Do this:
Give the lines from the one with "Ground woman's shoulder." up to and including the one with "0;274;390;387" as a numbered list, leaving out any blank lines.

Records for the exercise:
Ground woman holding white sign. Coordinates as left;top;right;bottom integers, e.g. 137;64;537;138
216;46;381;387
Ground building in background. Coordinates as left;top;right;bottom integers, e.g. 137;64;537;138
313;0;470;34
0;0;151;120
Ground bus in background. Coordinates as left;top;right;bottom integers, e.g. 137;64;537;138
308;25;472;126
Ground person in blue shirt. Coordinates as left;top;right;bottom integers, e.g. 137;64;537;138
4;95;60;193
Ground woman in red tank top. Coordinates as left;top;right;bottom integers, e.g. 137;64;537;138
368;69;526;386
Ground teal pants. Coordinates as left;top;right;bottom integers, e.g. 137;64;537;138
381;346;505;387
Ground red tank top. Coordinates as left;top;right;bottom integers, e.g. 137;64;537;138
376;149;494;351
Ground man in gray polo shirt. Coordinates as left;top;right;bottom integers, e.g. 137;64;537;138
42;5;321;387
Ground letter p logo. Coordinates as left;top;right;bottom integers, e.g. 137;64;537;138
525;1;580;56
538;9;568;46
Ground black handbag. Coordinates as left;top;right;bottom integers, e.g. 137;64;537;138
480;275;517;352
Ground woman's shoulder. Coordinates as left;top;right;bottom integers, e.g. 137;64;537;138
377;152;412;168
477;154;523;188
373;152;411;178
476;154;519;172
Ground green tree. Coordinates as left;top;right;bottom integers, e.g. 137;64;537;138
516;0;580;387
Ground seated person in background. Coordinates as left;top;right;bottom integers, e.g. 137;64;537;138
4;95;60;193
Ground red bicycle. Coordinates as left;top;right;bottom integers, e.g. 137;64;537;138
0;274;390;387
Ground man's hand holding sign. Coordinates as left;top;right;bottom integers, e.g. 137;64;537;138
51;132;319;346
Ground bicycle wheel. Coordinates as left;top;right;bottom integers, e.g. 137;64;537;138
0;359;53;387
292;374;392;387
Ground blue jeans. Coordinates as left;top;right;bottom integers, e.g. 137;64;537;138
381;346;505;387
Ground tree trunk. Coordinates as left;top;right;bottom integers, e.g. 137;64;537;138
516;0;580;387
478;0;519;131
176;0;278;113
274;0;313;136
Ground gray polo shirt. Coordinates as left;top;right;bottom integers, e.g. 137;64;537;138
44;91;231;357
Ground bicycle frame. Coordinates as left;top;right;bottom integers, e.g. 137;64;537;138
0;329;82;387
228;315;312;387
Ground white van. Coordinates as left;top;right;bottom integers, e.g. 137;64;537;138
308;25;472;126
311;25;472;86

Reply:
1. Ground woman's shoulder. Coordinates as left;top;right;bottom integers, e.g. 137;64;537;138
2. 377;152;412;168
3. 477;154;523;188
4. 373;152;411;178
5. 476;154;519;172
6. Ground green tree. Coordinates as left;top;right;bottom integers, e.g. 137;64;537;138
7. 516;0;580;387
8. Ground seated person in background. Coordinates as left;top;right;bottom integers, e.g. 137;64;537;138
9. 4;95;60;193
10. Ground red bicycle. Coordinates as left;top;right;bottom integers, e.g. 137;64;537;138
11. 0;274;390;387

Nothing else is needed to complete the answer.